La requisitoria nel processo bis sulla morte del giovane medico avvenuta dieci anni fa nella discoteca Goa dello Zen. Da sempre la famiglia della vittima ha sostenuto che non poteva essere stato soltanto un calcio ad ucciderlo, ma l’accusa oggi ha ravvisato una presunta responsabilità solo a carico di un ex buttafuori
poco più di dieci anni dall’omicidio di Aldo Naro, il giovane medico ucciso al culmine di una rissa, nella notte tra il 13 e il 14 febbraio del 2015 all’interno della discoteca Goa dello Zen, e dopo una condanna ormai definitiva da tempo per omicidio preterintenzionale a carico di un giovane che all’epoca aveva 17 anni e che confessò di aver sferrato un calcio alla tempia del ragazzo – ritenuto fatale dalla prima autopsia – il sostituto procuratore Claudio Camilleri ha chiesto alla Corte d’Assise presieduta da Vincenzo Terranova (a latere Monica Sammartino) una condanna e due assoluzioni.

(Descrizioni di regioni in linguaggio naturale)
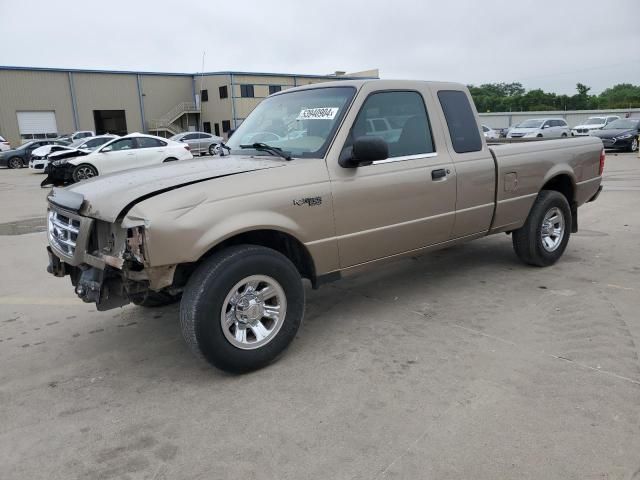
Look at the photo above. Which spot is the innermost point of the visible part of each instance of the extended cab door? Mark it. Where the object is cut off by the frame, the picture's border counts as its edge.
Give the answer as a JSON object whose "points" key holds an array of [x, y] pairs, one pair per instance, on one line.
{"points": [[475, 167], [399, 204]]}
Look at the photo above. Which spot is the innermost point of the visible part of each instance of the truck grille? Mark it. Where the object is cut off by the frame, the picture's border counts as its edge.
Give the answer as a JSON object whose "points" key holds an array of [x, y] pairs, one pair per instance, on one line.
{"points": [[63, 232]]}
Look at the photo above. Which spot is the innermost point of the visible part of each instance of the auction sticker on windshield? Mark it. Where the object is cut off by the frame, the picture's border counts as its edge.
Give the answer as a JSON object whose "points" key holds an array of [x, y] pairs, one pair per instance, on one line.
{"points": [[323, 113]]}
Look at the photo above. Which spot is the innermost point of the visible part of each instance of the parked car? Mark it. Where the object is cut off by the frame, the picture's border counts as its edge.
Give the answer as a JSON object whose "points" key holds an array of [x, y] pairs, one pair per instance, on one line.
{"points": [[232, 239], [490, 133], [69, 138], [200, 142], [40, 156], [122, 153], [592, 123], [540, 127], [92, 143], [19, 157], [4, 145], [620, 134]]}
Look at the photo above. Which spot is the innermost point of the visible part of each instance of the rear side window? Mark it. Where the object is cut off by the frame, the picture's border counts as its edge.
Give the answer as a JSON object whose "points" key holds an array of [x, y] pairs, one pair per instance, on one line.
{"points": [[400, 119], [463, 128], [146, 142]]}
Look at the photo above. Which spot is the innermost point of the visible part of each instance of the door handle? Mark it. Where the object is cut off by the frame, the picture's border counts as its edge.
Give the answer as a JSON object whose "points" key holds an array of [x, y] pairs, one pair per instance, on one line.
{"points": [[439, 173]]}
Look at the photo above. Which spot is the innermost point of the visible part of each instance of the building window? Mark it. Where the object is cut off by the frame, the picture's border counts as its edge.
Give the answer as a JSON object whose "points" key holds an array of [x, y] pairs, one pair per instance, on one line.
{"points": [[246, 91]]}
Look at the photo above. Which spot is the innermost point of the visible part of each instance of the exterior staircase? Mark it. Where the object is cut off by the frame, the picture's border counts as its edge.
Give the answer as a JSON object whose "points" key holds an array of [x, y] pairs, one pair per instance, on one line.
{"points": [[168, 122]]}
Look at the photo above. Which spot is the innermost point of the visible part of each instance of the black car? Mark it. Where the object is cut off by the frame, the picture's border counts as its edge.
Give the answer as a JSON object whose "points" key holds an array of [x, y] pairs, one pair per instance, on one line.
{"points": [[19, 157], [620, 134]]}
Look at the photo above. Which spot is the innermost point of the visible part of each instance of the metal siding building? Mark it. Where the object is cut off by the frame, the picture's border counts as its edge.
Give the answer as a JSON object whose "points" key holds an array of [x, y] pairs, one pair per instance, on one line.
{"points": [[120, 102]]}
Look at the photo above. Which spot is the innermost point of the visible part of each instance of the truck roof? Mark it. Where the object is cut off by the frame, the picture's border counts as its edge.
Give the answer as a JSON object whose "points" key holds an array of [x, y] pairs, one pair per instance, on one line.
{"points": [[383, 84]]}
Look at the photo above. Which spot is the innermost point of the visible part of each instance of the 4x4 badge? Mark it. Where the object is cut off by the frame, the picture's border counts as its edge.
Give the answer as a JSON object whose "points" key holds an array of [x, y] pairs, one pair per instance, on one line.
{"points": [[311, 201]]}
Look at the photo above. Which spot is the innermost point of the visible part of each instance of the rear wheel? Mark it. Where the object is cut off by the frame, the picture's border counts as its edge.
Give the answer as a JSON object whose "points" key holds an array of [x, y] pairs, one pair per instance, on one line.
{"points": [[543, 238], [242, 308], [84, 171], [15, 162]]}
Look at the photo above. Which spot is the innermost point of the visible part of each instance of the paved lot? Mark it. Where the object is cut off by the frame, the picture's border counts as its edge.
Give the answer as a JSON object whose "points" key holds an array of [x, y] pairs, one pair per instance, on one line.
{"points": [[461, 364]]}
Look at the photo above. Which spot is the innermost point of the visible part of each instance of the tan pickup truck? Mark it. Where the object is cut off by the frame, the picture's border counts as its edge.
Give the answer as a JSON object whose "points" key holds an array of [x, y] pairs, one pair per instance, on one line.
{"points": [[308, 187]]}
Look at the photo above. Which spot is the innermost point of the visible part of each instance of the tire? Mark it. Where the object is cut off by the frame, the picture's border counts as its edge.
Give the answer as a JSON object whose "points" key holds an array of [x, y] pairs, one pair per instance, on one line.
{"points": [[15, 162], [153, 299], [84, 171], [215, 293], [538, 242]]}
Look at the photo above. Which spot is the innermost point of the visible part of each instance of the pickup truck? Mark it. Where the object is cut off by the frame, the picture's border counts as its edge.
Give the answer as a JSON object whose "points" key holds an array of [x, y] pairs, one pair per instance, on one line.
{"points": [[231, 237]]}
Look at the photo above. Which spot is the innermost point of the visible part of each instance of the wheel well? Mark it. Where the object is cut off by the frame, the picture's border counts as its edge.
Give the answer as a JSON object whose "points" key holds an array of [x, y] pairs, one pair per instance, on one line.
{"points": [[282, 242], [563, 184]]}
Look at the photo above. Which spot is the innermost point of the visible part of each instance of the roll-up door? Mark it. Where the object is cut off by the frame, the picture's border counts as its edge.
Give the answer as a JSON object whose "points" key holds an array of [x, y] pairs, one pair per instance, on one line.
{"points": [[37, 123]]}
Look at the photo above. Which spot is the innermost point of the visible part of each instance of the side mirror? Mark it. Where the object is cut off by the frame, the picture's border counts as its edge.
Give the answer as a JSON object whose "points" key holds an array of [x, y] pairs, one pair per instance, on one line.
{"points": [[365, 151]]}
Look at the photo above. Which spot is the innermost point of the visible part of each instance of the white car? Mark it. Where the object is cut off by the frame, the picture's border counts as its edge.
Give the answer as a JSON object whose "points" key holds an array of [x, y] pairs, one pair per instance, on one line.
{"points": [[4, 145], [122, 153], [540, 127], [490, 133], [592, 123], [40, 156]]}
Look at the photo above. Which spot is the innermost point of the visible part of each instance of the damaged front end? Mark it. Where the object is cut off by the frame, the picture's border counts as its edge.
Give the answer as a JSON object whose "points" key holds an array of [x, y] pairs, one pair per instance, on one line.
{"points": [[107, 262], [59, 171]]}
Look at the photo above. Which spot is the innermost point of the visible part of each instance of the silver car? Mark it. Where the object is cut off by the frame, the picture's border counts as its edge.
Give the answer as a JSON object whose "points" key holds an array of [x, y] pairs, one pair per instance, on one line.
{"points": [[199, 142]]}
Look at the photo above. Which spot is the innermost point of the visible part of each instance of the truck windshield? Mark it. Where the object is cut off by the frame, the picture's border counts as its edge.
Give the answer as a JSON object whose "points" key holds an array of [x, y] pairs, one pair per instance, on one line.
{"points": [[301, 123]]}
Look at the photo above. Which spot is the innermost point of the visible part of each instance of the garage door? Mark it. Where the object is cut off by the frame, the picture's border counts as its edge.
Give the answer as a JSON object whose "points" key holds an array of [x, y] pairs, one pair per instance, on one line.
{"points": [[37, 123]]}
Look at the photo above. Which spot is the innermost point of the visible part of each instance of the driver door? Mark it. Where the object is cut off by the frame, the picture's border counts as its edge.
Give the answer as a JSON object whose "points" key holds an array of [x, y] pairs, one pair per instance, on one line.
{"points": [[400, 204], [119, 155]]}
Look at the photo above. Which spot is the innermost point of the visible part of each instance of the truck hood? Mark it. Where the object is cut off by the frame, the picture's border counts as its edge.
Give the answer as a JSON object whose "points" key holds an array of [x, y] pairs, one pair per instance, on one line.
{"points": [[106, 197]]}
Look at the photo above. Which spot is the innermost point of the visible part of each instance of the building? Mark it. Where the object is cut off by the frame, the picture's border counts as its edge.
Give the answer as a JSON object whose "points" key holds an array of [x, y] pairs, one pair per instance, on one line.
{"points": [[47, 102]]}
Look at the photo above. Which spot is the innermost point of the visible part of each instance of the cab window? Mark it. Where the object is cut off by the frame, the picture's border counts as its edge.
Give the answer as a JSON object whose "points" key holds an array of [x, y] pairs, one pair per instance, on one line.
{"points": [[398, 118]]}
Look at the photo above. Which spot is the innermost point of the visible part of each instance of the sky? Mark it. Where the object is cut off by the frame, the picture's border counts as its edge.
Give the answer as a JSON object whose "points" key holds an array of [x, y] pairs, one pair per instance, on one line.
{"points": [[542, 44]]}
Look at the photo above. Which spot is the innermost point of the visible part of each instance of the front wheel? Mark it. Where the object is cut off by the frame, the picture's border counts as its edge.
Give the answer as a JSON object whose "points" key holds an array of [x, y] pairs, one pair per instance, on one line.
{"points": [[541, 241], [84, 172], [242, 307]]}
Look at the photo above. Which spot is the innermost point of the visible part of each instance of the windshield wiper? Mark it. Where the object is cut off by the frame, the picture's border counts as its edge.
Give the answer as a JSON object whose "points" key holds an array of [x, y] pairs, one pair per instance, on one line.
{"points": [[223, 145], [263, 147]]}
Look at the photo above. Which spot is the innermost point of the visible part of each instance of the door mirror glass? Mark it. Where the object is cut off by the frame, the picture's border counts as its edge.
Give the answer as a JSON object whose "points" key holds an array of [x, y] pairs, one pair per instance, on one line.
{"points": [[365, 150]]}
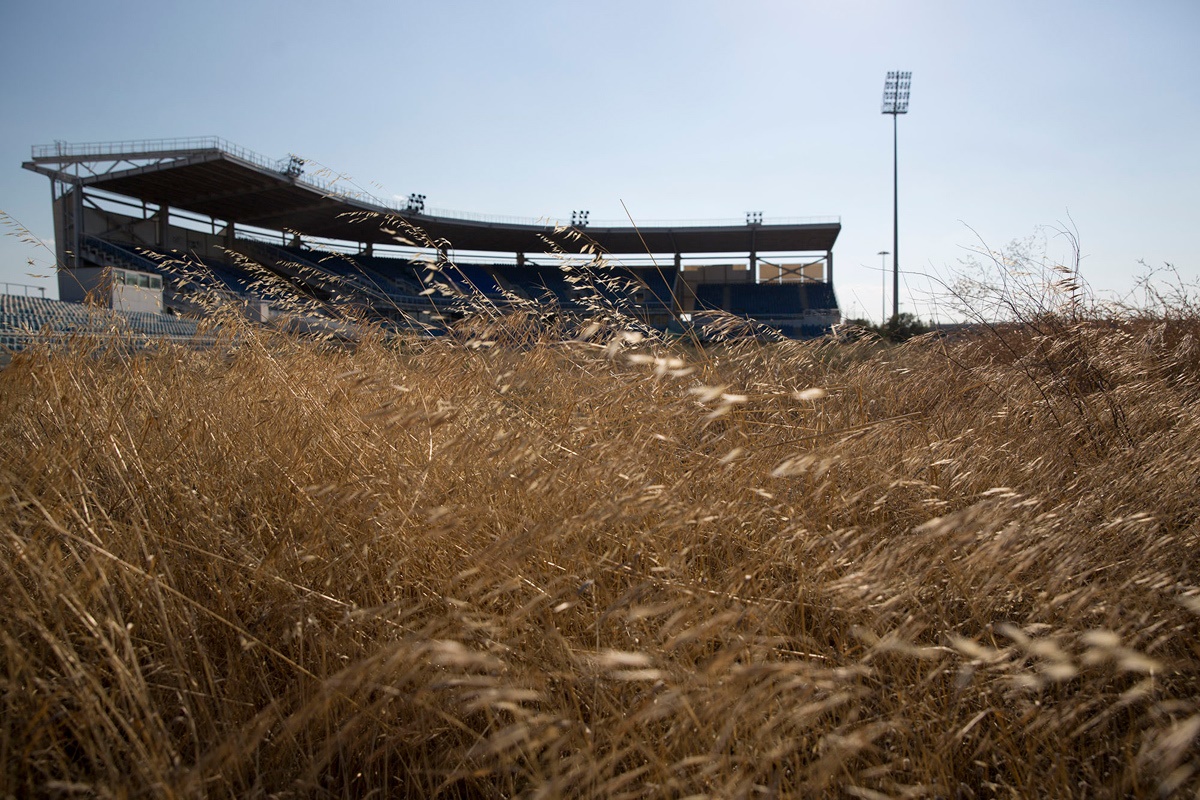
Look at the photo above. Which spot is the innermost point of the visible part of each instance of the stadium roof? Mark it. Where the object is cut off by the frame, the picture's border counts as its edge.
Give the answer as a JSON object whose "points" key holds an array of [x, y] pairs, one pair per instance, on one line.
{"points": [[220, 180]]}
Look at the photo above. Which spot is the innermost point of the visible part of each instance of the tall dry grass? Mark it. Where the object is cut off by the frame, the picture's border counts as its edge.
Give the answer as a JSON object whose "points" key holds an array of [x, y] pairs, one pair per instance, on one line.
{"points": [[516, 564]]}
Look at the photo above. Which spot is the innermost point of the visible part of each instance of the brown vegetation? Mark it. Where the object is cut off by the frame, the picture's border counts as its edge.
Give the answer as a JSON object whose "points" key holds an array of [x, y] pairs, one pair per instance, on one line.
{"points": [[605, 567]]}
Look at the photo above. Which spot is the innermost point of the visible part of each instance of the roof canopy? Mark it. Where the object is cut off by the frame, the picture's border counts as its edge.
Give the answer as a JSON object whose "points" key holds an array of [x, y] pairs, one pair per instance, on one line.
{"points": [[213, 178]]}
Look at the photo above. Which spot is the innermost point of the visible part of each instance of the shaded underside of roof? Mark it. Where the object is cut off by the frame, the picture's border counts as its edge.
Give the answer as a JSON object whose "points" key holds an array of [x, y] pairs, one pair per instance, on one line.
{"points": [[222, 186]]}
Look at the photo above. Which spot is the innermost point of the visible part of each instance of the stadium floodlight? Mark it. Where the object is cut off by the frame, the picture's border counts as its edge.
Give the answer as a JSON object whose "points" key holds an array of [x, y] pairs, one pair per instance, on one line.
{"points": [[895, 102]]}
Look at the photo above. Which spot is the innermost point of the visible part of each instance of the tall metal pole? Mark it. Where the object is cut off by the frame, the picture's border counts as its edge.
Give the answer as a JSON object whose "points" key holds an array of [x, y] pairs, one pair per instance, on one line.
{"points": [[895, 102], [895, 221], [883, 287]]}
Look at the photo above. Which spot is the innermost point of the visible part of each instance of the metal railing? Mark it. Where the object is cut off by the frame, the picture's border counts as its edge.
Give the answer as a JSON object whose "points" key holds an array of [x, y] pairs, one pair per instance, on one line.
{"points": [[24, 288]]}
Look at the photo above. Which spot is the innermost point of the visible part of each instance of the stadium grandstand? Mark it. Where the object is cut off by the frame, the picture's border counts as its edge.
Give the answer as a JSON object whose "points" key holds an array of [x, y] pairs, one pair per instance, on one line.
{"points": [[157, 228]]}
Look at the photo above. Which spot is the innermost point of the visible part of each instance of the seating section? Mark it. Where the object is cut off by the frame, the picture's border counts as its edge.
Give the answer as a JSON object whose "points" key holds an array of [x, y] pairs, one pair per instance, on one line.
{"points": [[767, 300], [22, 317], [400, 290]]}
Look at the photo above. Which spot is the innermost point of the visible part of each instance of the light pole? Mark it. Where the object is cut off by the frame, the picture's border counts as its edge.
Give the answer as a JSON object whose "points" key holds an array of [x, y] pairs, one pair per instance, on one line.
{"points": [[895, 102], [883, 288]]}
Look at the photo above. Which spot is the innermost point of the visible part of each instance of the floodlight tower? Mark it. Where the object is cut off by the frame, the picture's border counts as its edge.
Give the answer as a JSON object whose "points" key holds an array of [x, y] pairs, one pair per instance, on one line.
{"points": [[895, 102]]}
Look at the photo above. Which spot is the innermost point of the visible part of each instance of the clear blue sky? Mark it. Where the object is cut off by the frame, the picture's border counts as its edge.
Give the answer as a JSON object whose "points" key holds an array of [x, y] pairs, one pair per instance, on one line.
{"points": [[1023, 113]]}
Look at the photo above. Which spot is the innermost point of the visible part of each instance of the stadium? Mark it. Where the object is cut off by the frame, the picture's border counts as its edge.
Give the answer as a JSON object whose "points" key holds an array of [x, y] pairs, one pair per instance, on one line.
{"points": [[154, 229]]}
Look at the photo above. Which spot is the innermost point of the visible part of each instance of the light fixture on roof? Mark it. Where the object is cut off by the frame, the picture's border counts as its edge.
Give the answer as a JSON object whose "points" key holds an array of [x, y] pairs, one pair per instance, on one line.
{"points": [[895, 102]]}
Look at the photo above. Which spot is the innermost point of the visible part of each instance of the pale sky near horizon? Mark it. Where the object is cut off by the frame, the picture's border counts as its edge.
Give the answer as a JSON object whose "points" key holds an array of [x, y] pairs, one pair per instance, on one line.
{"points": [[1025, 116]]}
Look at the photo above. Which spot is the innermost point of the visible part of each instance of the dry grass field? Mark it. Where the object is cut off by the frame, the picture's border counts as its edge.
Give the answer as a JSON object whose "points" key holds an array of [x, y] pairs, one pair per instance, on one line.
{"points": [[503, 564]]}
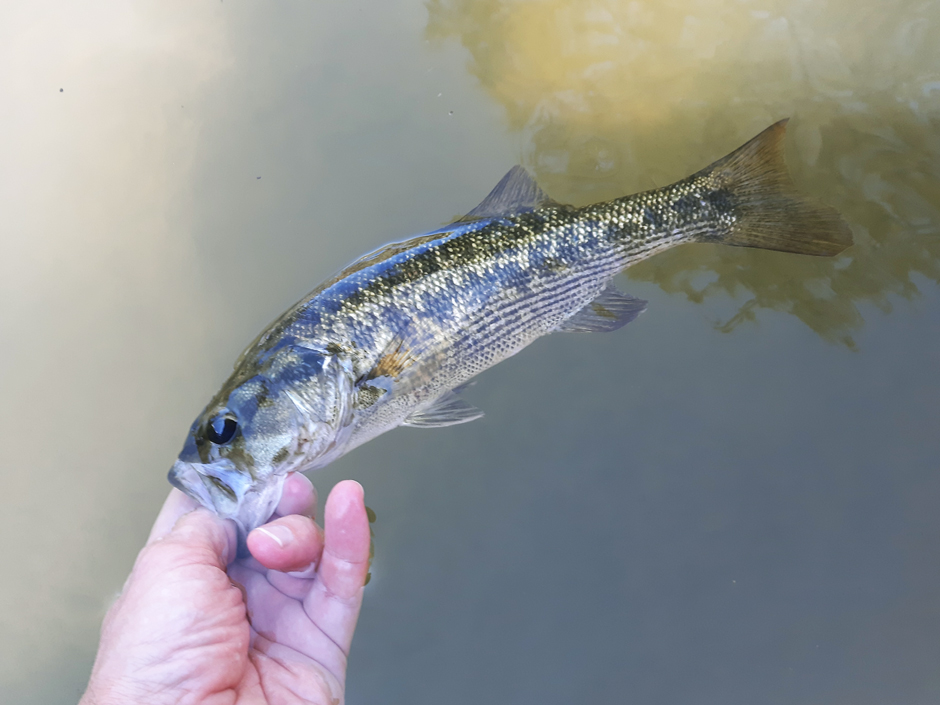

- _Esercizio_: Prosegui l'articolo sul processo per la morte di Aldo Naro, ripartendo subito dopo l'ultima frase riportata. I record non hanno alcun ruolo in questo lavoro.

- _Risposta_:
I tre imputati sono Gabriele Citarrella e Francesco Troia, vigilantes in servizio nel locale, e Pietro Covello, che invece sarebbe stato un buttafuori abusivo impiegato nella discoteca. E sono accusati di omicidio volontario perché, sulla scorta di una nuova autopsia eseguita nel 2021, “un solo colpo (cioè quello del minorenne reo confesso che, comunque ha sempre sostenuto di aver avuto intenzione di uccidere Naro, ndr) non avrebbe potuto generare una tale emoragia cerebrale e lesioni ossee”. Al termine della sua requisitoria, il pm ha chiesto la condanna a 10 anni di carcere – ma con l’accusa di omicidio preterintenzionale – per Troia (che è difeso dall’avvocato Salvino Pantuso) e l’assoluzione per gli altri due imputati, che sono assistiti dagli avvocati Antonio Turrisi, Marcello Consiglio e Giuseppe Laudicina.
I tre imputati erano stati rinviati a giudizio dal gup Rosario Di Gioia, che aveva accolto la tesi sostenuta da sempre dalla famiglia della vittima, parte civile nel processo con l’assistenza degli avvocati Salvatore e Antonino Falzone e che stamattina ha discusso a sua volta.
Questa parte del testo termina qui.